-- Document extract --
Min Áigi
- Type: Twice weekly
- Format: Tabloid
- Owner(s): Finnmark Dagblad, Kárášjoga Municipality, Norwegian Sámi Association, Samenes Landsforbund, Davvi Girji, local Sámi societies and individual shareholders
- Editor-in-chief: Svein Nordsletta
- Launched: May 22, 1993
- Ceased publication: January 30, 2008
- Language: Northern Sámi
- Headquarters: Kárášjohka, Norway
- Circulation: 1,104 (in 2007)
- ISSN: 0805-5017
- Website: www.minaigi.no

= Min Áigi =

Norwegian Sámi newspaper

Min Áigi (Our Time in Northern Sami) was a twice-weekly Northern Sámi language newspaper based in Kárášjohka, Norway. In 2008, Min Áigi ceased publication to merge with the rival paper Áššu to form Ávvir.

==History==
Min Áigi was founded as a continuation of the influential Sámi newspaper Sámi Áigi, which went bankrupt in March 1993. The first issue of Min Áigi was published two months later on 22 May 1993.

Although the newspaper's editorial staff and most of its subscribers were from Norway, Min Áigi was intended to be a newspaper for Sámi people throughout the Nordic countries. Finnmark Dagblad in Hammerfest was the main stakeholder in the newspaper through the company Min Áigi OS. Other stakeholders included Kárášjoga gielda, the Norgga Sámiid Riikasearvi, the Samiid Ædnansær'vi / Samenes Landsforbund and the publisher Davvi Girji. The editor-in-chief was Svein Nordsletta.

-- Dataset entries --
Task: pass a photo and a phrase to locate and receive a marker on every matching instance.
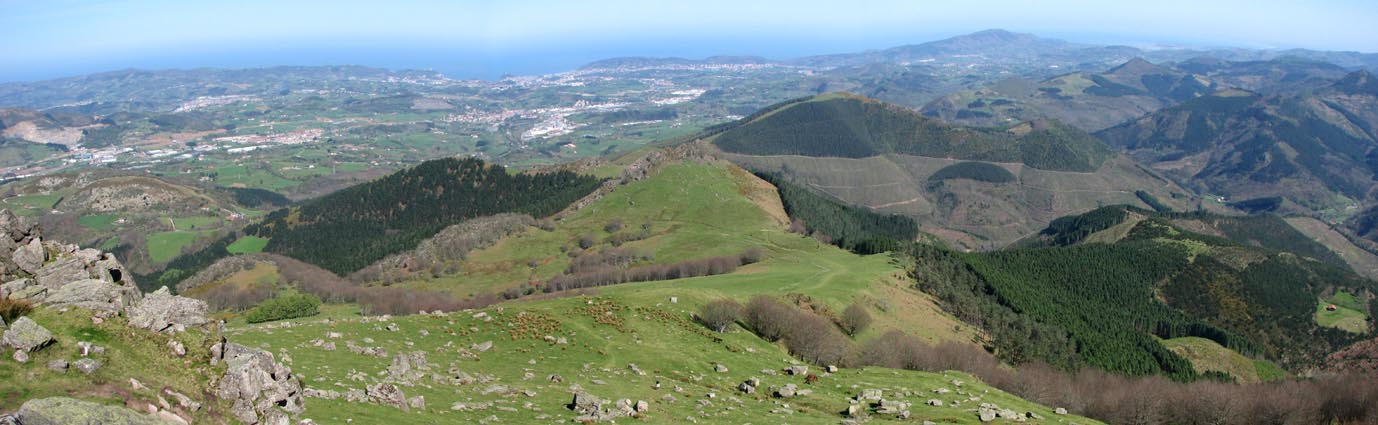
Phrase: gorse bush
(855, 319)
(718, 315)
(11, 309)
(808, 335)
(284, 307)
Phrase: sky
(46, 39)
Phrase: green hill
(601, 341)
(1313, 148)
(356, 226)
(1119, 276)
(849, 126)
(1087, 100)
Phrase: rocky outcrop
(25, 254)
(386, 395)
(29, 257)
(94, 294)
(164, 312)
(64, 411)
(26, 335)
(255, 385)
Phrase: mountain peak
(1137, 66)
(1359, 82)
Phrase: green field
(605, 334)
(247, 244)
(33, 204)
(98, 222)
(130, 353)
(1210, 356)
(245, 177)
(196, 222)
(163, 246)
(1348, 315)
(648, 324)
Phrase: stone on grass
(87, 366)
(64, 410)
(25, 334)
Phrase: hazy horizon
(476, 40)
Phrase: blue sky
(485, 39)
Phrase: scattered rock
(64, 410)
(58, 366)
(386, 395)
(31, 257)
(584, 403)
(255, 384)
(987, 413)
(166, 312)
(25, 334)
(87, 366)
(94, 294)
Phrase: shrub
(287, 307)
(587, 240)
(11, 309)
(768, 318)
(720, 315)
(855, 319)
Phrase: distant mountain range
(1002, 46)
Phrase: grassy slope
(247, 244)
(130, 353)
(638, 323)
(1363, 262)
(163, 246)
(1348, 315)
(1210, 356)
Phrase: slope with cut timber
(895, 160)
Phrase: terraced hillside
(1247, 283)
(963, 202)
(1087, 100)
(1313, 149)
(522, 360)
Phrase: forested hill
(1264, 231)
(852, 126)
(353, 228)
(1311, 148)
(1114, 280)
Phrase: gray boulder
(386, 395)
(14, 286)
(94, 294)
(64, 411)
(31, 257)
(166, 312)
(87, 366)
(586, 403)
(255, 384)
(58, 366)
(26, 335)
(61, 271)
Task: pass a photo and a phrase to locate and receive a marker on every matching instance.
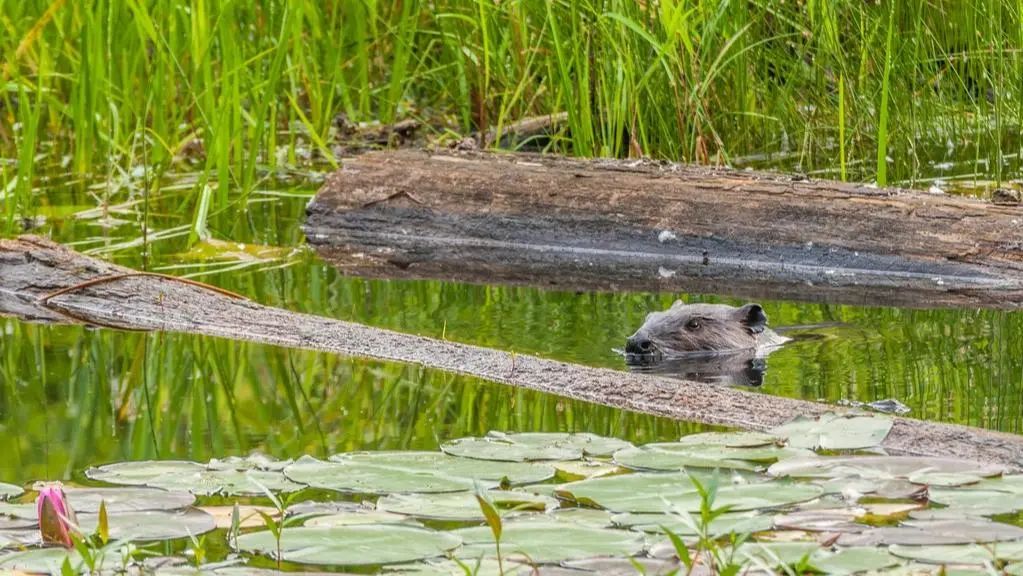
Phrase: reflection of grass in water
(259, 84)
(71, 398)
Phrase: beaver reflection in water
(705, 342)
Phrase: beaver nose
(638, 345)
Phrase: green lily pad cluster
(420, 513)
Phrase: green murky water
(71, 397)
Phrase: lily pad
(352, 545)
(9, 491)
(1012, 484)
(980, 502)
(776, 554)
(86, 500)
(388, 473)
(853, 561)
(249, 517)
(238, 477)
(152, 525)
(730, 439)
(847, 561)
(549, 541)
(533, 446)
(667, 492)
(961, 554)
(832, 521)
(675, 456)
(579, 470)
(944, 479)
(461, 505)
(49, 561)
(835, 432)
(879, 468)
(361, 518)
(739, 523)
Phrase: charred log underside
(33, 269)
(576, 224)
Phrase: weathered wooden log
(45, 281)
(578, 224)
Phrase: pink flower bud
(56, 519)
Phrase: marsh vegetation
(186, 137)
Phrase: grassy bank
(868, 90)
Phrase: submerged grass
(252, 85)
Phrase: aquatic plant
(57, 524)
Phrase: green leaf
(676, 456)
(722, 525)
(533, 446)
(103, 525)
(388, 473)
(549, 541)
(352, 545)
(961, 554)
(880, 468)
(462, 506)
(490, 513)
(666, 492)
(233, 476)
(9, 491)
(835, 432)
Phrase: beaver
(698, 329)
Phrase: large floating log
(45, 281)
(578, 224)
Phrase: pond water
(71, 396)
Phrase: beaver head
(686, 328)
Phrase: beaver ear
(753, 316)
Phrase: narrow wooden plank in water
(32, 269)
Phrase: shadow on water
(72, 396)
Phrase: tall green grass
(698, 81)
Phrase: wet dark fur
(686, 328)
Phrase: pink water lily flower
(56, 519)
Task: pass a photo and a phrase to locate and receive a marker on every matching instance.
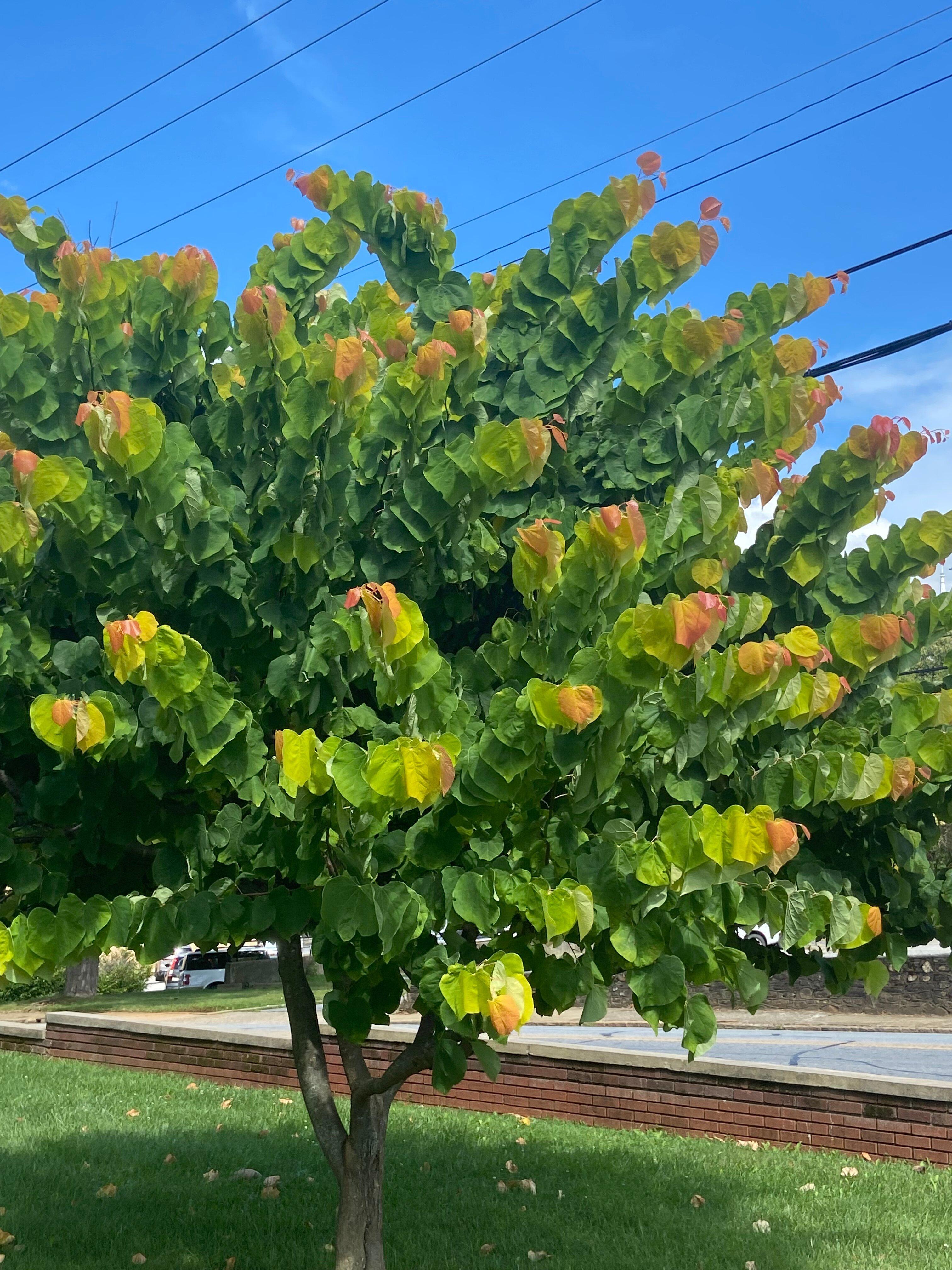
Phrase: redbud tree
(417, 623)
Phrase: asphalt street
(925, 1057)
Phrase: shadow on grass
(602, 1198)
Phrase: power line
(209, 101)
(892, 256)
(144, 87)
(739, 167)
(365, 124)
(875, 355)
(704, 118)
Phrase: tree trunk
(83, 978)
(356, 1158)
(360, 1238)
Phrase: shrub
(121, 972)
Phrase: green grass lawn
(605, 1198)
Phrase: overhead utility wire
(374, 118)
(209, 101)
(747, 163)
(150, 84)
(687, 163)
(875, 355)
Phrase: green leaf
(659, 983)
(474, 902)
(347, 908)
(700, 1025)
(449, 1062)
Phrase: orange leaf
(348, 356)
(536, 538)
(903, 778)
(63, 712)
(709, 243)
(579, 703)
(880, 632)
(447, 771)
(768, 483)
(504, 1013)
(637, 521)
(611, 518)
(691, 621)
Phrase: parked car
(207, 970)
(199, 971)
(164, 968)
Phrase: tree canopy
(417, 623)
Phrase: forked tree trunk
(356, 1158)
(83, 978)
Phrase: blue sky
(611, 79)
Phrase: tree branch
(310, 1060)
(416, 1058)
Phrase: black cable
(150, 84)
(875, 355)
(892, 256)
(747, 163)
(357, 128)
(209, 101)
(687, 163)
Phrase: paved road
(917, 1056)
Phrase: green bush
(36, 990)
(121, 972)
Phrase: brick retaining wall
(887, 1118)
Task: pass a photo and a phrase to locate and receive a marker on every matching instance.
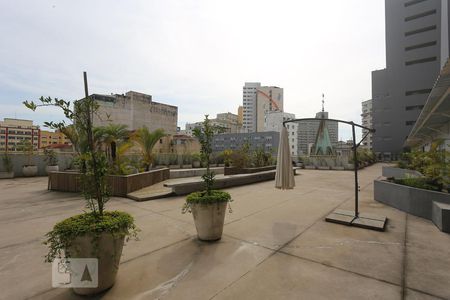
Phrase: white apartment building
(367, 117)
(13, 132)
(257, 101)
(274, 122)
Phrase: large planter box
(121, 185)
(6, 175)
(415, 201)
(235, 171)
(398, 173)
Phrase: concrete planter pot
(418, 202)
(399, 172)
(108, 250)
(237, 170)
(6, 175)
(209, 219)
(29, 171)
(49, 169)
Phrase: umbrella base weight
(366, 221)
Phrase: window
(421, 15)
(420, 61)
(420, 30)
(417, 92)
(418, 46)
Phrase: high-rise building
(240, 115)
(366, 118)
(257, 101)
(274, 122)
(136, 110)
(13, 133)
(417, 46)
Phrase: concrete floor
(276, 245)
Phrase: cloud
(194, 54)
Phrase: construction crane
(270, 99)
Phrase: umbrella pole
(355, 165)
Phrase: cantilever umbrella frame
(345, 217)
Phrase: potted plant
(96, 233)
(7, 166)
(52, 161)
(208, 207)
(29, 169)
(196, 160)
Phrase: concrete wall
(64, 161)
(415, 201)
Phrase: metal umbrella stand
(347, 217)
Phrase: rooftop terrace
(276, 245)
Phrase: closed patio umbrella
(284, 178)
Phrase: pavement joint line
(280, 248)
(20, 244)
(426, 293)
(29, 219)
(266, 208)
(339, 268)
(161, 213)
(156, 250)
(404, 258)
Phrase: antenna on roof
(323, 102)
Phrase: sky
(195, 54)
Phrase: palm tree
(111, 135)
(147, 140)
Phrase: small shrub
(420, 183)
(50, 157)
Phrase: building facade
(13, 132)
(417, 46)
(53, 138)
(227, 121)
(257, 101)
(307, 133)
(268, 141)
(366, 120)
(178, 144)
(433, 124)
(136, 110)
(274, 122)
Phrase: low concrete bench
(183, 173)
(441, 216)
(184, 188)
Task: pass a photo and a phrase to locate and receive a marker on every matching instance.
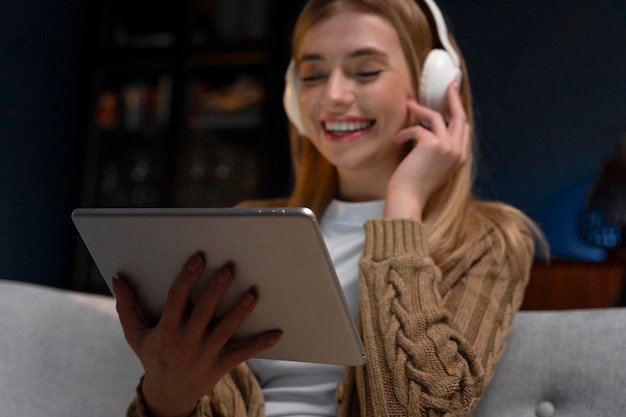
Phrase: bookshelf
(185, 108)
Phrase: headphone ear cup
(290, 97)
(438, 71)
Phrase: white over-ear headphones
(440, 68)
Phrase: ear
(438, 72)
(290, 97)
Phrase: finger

-- Problem to solve --
Write the next part of the article about the Sámi newspaper Min Áigi, picking up right after its last sentence. These items come from a separate source, not from the newspaper article.

-- Written response --
Min Áigi also published a children's magazine called Leavedolgi.

Min Áigi maintained local offices in Deanušaldi, Guovdageaidnu, and Johkamohkki. Its marketing department was based in Leavdnja.

== Merger ==
On 27 August 2007, Min Áigi and its rival Áššu announced plans to merge to create a Northern Sámi-language daily newspaper, Ávvir. A week after Min Áigi published its final issue, Ávvir launched on 6 February 2008, the Sami National Day. Min Áigi chairman Magne Svineng stated that due to higher production costs, mergering Áššu and Min Áigi was the only way to meet the need for a daily Sámi-language newspaper with wide distribution. Ávvir maintained editorial bureaus in Kárášjohka and Guovdageaidnu, the respective headquarters of Min Áigi and Áššu.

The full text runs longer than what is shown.